[Your goal]:
Convert every line of the records below into a numbered list, skipping any blank lines. Leave the pictures out of your answer.

[Supplied material]:

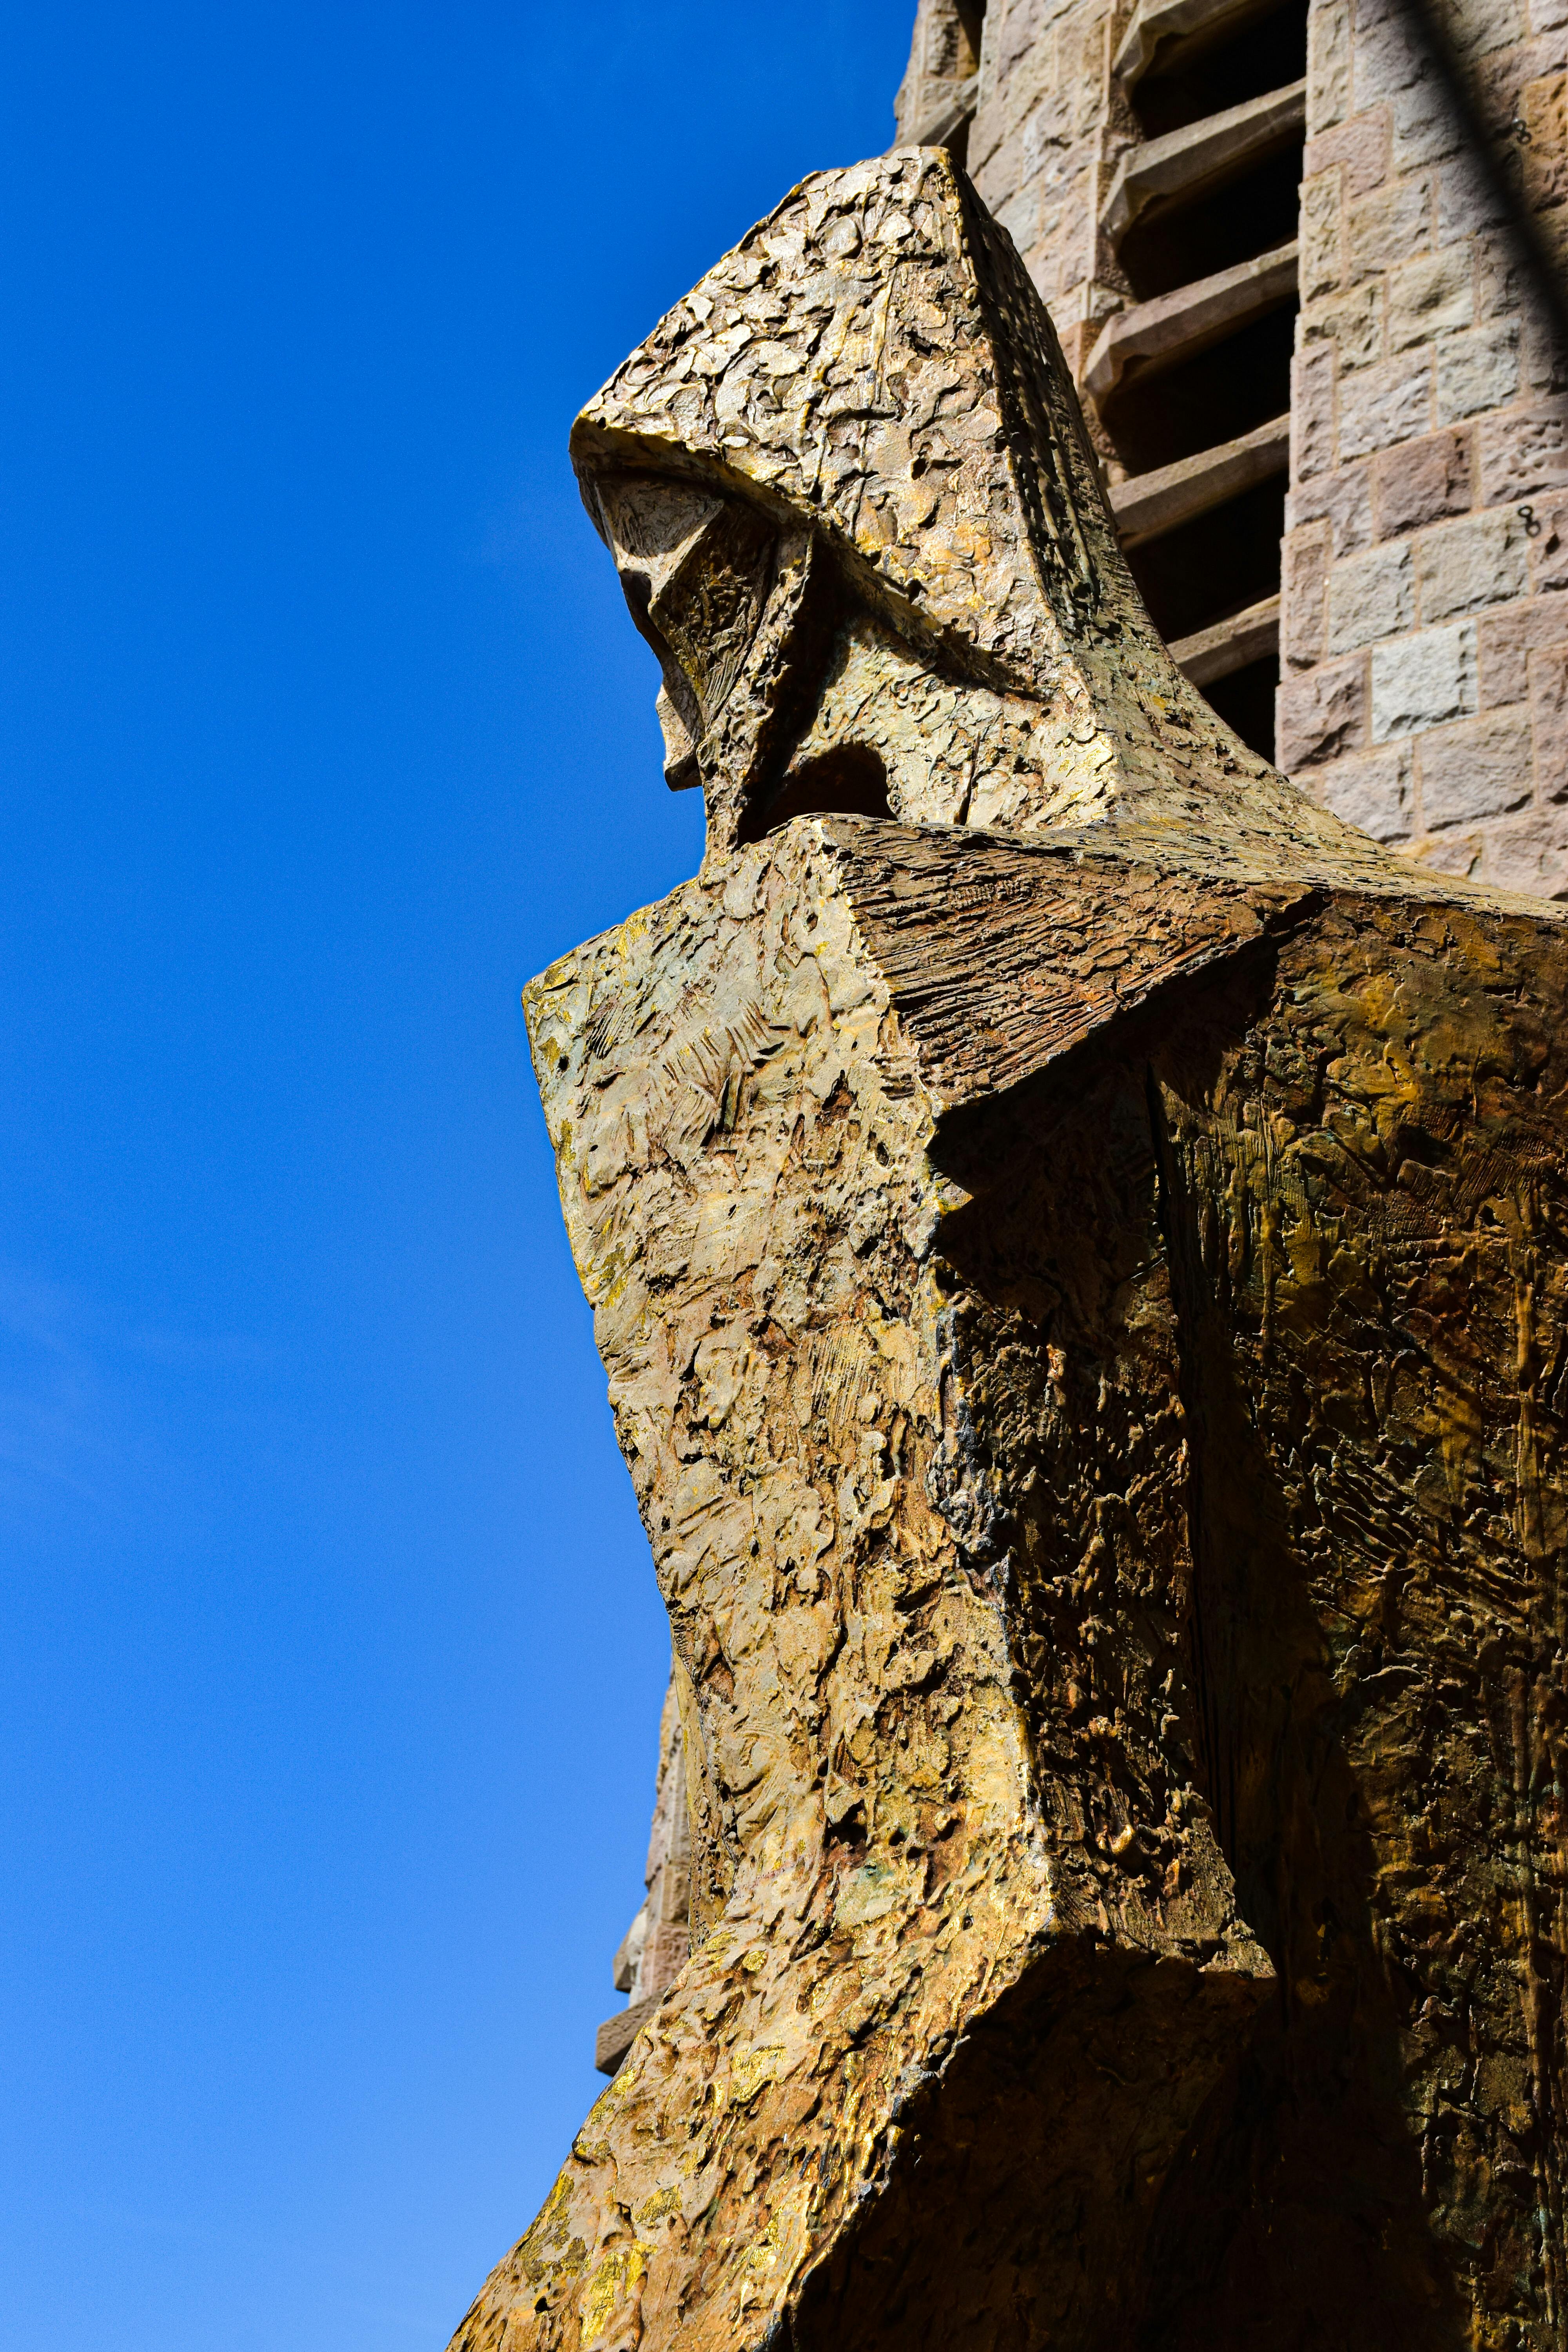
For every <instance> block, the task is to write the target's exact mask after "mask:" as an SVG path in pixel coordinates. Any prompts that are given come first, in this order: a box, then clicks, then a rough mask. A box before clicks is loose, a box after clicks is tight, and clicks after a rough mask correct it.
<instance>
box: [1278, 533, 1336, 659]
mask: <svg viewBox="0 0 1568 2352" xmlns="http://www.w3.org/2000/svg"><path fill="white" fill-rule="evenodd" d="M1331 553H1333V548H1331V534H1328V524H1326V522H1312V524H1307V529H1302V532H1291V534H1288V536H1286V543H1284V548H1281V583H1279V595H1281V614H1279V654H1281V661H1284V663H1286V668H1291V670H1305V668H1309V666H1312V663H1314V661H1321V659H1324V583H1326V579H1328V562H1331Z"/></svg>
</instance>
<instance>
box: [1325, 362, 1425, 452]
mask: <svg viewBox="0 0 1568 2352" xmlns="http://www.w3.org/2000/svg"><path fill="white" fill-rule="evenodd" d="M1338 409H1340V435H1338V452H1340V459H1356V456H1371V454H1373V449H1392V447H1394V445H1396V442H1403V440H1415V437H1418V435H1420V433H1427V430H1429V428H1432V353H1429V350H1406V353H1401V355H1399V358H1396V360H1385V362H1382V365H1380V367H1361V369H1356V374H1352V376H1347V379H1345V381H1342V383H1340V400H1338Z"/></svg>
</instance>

[Answer space]:
1. For every <instance> block, the task is to write the target's exact mask after "mask:" as an SVG path in pixel coordinates. Any prompts that are given come first, in this order: a box, then clicks, then a rough mask. A box before clicks is loose, a box after clicks is tight, and clicks after a rough mask correct it.
2. <instance>
3. box: [1278, 533, 1336, 659]
4. mask: <svg viewBox="0 0 1568 2352" xmlns="http://www.w3.org/2000/svg"><path fill="white" fill-rule="evenodd" d="M1331 553H1333V548H1331V534H1328V524H1326V522H1312V524H1307V529H1302V532H1291V534H1288V536H1286V543H1284V548H1281V583H1279V595H1281V614H1279V654H1281V661H1284V663H1286V668H1291V670H1305V668H1309V666H1312V663H1314V661H1321V659H1324V583H1326V579H1328V562H1331Z"/></svg>
5. </instance>
6. <instance>
7. box: [1325, 362, 1425, 452]
8. mask: <svg viewBox="0 0 1568 2352" xmlns="http://www.w3.org/2000/svg"><path fill="white" fill-rule="evenodd" d="M1338 409H1340V435H1338V452H1340V459H1356V456H1371V454H1373V449H1392V447H1394V445H1396V442H1403V440H1415V437H1418V435H1420V433H1427V430H1429V428H1432V353H1429V350H1406V353H1401V355H1399V358H1396V360H1385V362H1382V365H1380V367H1361V369H1356V374H1352V376H1347V379H1345V381H1342V383H1340V400H1338Z"/></svg>
9. </instance>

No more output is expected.